• **ACTIVITY**
What is needed is an exact retyping of the records below, from the first line through the line that contains "car with one point per instance.".
---------- DATASET RECORDS ----------
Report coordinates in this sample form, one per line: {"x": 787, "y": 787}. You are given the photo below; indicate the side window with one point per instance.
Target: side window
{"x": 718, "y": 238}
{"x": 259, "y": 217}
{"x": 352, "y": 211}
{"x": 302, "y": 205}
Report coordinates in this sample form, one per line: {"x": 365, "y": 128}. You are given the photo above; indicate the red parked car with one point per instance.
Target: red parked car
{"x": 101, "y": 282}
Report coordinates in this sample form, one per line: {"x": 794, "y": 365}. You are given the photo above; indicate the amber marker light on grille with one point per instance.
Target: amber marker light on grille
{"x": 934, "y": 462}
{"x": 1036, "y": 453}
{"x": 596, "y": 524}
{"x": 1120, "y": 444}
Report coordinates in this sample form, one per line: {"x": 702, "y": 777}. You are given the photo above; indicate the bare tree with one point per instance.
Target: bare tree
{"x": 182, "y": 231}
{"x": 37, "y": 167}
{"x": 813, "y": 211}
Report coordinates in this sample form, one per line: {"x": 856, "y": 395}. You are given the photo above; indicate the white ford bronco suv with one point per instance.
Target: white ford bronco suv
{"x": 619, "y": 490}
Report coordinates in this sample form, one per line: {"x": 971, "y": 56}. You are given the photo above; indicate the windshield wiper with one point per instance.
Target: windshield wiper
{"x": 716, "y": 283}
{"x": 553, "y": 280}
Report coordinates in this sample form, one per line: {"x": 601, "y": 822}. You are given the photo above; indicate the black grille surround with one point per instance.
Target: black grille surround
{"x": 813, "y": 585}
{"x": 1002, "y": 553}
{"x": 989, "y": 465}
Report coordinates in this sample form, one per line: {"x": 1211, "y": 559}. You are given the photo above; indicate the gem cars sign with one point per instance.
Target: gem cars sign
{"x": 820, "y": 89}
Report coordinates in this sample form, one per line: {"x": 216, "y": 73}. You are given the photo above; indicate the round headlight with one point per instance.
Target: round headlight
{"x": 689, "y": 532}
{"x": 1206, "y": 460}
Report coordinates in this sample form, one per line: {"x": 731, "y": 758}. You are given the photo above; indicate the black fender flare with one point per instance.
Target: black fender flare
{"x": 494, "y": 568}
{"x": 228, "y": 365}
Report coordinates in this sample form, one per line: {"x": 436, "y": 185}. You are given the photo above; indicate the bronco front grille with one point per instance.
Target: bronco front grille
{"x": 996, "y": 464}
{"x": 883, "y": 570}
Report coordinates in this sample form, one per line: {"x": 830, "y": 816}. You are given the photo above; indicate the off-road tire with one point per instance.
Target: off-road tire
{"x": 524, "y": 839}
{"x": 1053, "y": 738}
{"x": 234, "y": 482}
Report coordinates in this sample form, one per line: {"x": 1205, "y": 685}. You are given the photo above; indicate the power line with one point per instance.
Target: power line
----------
• **COMPLETED EXERCISE**
Report coordinates in this sample form, one per line: {"x": 787, "y": 787}. You are given the photo below; indicate the side window with one point per instance.
Target: side window
{"x": 718, "y": 238}
{"x": 259, "y": 217}
{"x": 352, "y": 211}
{"x": 302, "y": 205}
Report coordinates in this sample form, one per line: {"x": 365, "y": 128}. You are given the photo above; indicate the red parked car with one point per instance.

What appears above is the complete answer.